• **GIVEN PROBLEM**:
Set out each line of the material below as an item in a numbered list, skipping blank lines, and leave the pictures out of your answer.

• **SUPPLIED MATERIAL**:
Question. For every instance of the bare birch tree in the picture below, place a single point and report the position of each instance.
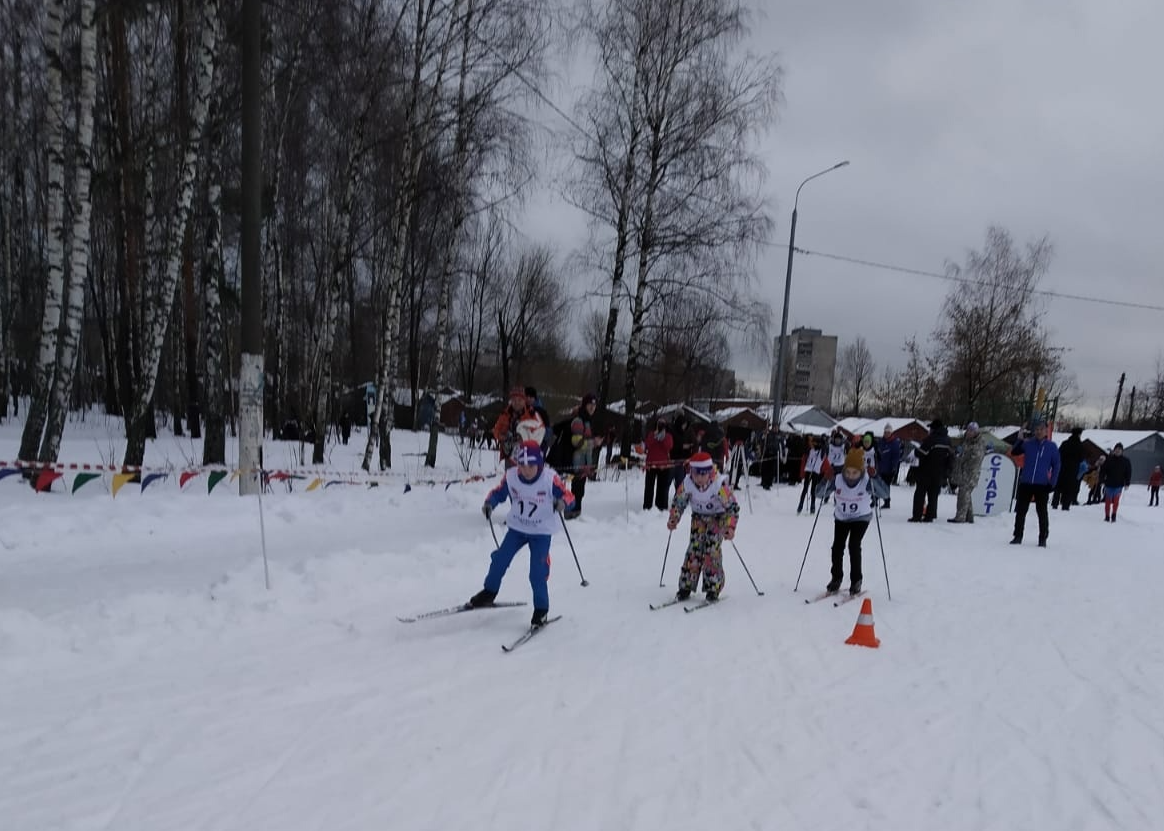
(856, 376)
(679, 98)
(213, 325)
(989, 333)
(78, 262)
(428, 49)
(158, 311)
(55, 254)
(472, 306)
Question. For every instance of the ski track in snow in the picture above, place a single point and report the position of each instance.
(1016, 687)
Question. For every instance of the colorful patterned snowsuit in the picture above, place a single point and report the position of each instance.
(714, 510)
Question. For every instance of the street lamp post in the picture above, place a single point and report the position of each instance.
(778, 391)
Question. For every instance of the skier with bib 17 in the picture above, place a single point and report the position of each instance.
(538, 498)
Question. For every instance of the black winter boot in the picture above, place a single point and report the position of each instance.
(483, 598)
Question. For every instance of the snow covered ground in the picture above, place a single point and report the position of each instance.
(148, 681)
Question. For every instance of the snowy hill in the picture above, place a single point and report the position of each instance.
(150, 682)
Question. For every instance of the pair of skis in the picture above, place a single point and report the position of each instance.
(674, 601)
(839, 599)
(467, 608)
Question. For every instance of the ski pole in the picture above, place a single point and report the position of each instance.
(496, 544)
(745, 568)
(877, 516)
(665, 551)
(808, 546)
(584, 581)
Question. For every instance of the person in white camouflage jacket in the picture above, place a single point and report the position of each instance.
(967, 467)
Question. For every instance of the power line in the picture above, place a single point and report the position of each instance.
(952, 278)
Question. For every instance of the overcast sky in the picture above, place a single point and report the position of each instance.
(1044, 116)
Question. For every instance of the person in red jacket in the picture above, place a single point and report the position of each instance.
(659, 446)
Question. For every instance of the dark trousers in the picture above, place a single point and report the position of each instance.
(810, 482)
(577, 488)
(1066, 494)
(925, 497)
(657, 488)
(1022, 505)
(853, 533)
(767, 471)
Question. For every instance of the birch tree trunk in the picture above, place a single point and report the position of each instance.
(78, 265)
(55, 253)
(158, 312)
(214, 331)
(341, 248)
(445, 288)
(418, 119)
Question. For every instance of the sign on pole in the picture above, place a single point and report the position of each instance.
(995, 484)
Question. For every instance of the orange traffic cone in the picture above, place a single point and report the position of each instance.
(863, 632)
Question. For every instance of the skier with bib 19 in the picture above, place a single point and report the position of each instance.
(538, 498)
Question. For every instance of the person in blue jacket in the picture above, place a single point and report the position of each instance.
(1037, 478)
(888, 461)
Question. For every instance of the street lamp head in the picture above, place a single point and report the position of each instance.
(778, 392)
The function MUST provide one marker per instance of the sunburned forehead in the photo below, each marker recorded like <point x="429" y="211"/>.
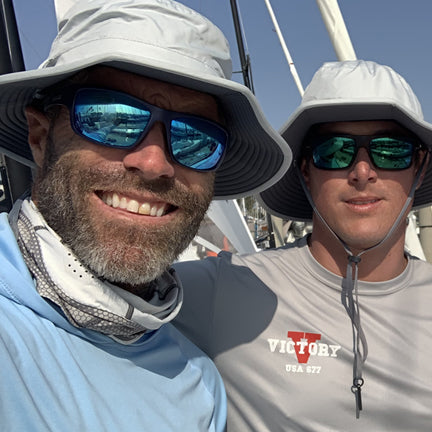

• **RESULT FOR THIS TASK**:
1. Question. For every instance of the bare birch tree in the picture below, place a single point and report the position of each instance.
2. (856, 376)
3. (679, 98)
4. (213, 325)
5. (989, 333)
6. (78, 262)
7. (428, 49)
8. (158, 311)
9. (55, 254)
10. (472, 306)
11. Question. For every instance of the ski track in snow in the picture above, place a single point and report the position of each instance.
12. (1016, 687)
13. Question. For every instance of the colorful patterned snowsuit in the picture above, place a single point and report the position of each instance.
14. (714, 510)
15. Question. For every instance of the street lamp post in the picture above, place a single point and report the position of each instance.
16. (778, 391)
17. Question. For every instance of the skier with bib 17 in the picture above, place a single point and report the position of each instance.
18. (538, 498)
19. Question. For every instance of the black winter boot in the picture above, place a single point and report the position of each instance.
20. (483, 598)
21. Question. For every instance of the snow covered ground in the picture above, place a single point and report the position of each instance.
22. (148, 681)
23. Question. For every instance of the snowy hill in the picture above, place a single point and report the position of each instance.
24. (150, 682)
25. Question. For every instance of the pair of skis in the picture above, place a single point and report the position of each instance.
26. (674, 601)
27. (839, 599)
28. (467, 608)
29. Question. For every instance of the ski pole in the picture above, place a single point and report the position of each instance.
30. (496, 544)
31. (745, 568)
32. (877, 516)
33. (665, 551)
34. (808, 546)
35. (584, 581)
36. Question. For every instance of the person in white camouflage jacket in the picture above, place a single point and report the position of each instance.
37. (967, 467)
38. Question. For every instance of the power line in the picture above, place a single point and report the position of each instance.
39. (952, 278)
40. Question. For every instance of the overcast sky in the picture above, place a single point and report the position of each instance.
41. (1044, 116)
42. Question. For every instance of the person in red jacket in the picture above, place a single point and report the position of each instance.
43. (659, 446)
44. Question. For every instance of the dark trousers in the picture above, place a single point and report the position of each instance.
45. (810, 482)
46. (577, 488)
47. (1066, 494)
48. (925, 497)
49. (657, 488)
50. (1022, 505)
51. (853, 533)
52. (767, 471)
53. Question. For every instance of the birch tree trunk in the picture above, place a single point and report the position of each instance.
54. (78, 265)
55. (55, 253)
56. (158, 312)
57. (214, 331)
58. (341, 248)
59. (445, 288)
60. (418, 119)
61. Question. For every instance of the sign on pole in the picture above, place a single point and report the position of each instance.
62. (995, 484)
63. Question. For every instance of the orange traffic cone in the picture above, place a single point and report the position of each instance.
64. (863, 632)
65. Question. For every instance of the skier with bib 19 in the picture above, place a single point and report the position of each instance.
66. (538, 498)
67. Question. For every instance of the person in blue jacket in the picture above, place a single point and report the position of each instance.
68. (1037, 478)
69. (888, 461)
70. Question. For every instance of the street lamp head in the picture above, place a single point and report the position of each instance.
71. (778, 392)
72. The function MUST provide one marker per instance of the sunburned forehead in the photo below, each marker recorded like <point x="429" y="211"/>.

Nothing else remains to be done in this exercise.